TASK DETAILS
Count the lines in the records below that contain the string "group", matching case exactly, and reply with only that number.

════════

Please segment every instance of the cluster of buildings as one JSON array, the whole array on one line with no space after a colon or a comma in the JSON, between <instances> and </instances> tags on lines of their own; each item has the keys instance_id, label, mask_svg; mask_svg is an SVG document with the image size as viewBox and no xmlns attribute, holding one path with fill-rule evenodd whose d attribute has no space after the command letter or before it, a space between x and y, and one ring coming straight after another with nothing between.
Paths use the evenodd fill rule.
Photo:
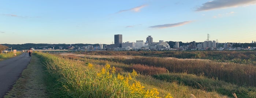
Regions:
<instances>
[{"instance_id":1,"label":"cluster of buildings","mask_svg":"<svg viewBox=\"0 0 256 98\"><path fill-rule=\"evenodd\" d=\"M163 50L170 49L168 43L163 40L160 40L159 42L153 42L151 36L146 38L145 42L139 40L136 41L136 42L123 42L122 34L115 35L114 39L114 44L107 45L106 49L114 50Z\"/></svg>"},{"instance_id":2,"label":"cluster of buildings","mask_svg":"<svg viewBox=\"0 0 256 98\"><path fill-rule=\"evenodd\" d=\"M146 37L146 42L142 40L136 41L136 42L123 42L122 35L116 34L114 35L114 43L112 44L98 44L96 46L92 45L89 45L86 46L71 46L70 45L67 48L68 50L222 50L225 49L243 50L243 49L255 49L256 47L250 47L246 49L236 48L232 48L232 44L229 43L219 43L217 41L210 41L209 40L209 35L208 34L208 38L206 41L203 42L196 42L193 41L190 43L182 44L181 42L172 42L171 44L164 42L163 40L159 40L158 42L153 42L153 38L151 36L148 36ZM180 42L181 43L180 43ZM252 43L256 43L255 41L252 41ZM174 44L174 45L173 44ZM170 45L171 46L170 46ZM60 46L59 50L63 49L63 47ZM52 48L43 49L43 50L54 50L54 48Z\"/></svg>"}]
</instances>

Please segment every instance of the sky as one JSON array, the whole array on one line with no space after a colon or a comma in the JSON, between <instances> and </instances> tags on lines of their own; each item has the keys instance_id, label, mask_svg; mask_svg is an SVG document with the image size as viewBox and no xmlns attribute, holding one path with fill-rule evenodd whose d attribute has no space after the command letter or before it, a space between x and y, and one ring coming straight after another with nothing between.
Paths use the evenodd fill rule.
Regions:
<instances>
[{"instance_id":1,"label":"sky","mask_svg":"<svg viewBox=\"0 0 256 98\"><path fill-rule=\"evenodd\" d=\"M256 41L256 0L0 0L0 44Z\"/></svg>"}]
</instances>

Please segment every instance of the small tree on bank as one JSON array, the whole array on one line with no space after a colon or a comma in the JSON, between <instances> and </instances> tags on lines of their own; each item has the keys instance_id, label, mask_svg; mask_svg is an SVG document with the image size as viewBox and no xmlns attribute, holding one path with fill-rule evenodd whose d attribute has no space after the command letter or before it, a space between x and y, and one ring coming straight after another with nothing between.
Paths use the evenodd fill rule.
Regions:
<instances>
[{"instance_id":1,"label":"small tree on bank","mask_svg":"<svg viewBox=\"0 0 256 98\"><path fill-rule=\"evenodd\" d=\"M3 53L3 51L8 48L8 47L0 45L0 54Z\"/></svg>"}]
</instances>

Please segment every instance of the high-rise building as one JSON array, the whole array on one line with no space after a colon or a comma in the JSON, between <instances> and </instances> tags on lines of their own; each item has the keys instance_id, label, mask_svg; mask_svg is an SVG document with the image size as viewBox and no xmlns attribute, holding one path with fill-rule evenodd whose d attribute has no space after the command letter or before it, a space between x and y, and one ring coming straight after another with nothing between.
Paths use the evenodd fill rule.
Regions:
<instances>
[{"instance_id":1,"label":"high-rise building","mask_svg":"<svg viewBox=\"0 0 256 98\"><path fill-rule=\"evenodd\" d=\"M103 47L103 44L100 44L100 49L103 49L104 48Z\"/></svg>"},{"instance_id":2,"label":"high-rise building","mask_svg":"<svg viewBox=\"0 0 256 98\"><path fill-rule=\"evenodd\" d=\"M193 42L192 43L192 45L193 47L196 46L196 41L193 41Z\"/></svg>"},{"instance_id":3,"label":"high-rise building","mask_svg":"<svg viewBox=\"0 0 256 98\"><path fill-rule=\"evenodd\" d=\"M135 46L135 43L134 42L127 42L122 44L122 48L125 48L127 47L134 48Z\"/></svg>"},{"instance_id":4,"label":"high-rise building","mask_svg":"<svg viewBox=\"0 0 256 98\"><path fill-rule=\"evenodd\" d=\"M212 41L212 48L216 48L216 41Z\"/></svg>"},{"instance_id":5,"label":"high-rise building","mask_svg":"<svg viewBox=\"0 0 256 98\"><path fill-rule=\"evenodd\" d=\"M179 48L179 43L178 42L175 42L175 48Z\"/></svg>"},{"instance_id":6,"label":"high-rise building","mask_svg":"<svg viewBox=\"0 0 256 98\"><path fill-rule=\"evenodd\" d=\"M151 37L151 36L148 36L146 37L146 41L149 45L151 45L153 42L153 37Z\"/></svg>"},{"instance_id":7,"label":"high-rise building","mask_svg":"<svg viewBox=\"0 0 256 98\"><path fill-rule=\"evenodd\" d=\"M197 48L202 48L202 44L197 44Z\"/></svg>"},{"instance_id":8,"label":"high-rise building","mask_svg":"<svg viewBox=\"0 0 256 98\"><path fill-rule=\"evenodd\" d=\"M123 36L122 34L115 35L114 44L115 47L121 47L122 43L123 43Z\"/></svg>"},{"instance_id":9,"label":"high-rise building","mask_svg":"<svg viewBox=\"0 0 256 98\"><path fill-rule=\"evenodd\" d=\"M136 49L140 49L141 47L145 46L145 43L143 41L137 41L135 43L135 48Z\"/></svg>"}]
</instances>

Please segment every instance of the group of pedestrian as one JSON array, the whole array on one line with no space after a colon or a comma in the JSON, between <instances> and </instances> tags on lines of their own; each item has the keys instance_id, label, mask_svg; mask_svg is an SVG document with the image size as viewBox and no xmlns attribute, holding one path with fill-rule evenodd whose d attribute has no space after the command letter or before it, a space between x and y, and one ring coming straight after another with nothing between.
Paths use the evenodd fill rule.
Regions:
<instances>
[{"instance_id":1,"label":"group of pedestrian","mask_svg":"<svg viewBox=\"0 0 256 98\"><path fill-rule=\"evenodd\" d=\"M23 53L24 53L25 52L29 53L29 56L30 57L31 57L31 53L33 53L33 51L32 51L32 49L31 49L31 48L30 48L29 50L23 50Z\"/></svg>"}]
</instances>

════════

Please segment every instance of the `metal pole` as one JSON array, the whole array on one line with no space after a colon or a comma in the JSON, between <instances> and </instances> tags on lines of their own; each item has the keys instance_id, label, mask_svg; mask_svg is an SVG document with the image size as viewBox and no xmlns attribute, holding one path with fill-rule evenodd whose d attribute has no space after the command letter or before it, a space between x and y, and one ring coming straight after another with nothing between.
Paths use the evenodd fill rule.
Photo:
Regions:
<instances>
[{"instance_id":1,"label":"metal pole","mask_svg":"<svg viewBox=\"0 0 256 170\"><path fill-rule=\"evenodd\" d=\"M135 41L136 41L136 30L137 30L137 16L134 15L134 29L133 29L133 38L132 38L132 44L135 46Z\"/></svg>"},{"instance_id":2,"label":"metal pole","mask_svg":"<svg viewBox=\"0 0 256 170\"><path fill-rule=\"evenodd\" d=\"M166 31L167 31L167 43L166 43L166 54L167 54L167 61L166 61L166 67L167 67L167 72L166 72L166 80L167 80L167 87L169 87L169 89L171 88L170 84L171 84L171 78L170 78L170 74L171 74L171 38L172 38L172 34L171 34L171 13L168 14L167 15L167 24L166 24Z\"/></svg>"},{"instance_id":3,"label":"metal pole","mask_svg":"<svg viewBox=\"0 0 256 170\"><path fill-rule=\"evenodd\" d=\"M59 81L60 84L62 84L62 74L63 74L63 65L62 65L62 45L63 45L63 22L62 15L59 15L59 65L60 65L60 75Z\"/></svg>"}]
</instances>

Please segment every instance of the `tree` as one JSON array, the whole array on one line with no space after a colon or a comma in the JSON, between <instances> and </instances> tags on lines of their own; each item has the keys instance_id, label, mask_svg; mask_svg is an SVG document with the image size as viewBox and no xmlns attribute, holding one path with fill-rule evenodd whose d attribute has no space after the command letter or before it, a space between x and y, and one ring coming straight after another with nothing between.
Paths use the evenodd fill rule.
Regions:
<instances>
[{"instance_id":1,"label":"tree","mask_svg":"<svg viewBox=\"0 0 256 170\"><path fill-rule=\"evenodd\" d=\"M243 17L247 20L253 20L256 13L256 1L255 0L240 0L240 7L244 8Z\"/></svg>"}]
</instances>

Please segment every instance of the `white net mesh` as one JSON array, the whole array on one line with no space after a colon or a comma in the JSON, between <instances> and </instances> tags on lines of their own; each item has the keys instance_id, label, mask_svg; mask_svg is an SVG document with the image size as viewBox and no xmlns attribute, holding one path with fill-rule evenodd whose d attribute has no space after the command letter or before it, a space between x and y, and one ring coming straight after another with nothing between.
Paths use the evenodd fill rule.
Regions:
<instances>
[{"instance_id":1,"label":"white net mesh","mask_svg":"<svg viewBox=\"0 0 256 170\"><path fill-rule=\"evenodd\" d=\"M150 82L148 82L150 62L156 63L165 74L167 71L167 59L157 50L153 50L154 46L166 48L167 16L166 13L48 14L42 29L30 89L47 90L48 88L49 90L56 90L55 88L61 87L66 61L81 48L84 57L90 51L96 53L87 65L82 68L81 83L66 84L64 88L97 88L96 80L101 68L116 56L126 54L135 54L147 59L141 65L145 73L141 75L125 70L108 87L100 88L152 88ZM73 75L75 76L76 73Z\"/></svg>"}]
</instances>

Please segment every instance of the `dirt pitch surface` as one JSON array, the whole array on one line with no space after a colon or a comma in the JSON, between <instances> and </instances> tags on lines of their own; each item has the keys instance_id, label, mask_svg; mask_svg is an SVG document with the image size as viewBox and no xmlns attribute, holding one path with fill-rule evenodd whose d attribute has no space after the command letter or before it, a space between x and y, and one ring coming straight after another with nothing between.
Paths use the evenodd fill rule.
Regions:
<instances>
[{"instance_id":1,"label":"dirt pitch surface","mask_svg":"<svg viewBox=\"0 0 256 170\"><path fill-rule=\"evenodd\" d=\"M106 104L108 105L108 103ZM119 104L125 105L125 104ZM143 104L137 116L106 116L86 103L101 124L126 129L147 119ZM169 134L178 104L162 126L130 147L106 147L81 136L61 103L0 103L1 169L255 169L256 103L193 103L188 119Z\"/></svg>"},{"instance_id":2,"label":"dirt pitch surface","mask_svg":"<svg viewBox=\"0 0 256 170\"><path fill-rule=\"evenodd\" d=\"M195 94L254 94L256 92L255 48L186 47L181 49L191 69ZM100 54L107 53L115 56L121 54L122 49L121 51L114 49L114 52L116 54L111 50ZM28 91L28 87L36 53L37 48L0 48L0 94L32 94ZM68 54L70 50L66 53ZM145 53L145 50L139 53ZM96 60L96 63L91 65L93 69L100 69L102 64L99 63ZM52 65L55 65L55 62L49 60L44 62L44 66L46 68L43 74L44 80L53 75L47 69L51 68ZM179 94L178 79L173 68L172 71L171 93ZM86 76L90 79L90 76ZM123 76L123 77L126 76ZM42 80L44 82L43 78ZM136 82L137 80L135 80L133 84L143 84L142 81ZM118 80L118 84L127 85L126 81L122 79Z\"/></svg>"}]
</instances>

════════

RESPONSE TO THE EXERCISE
2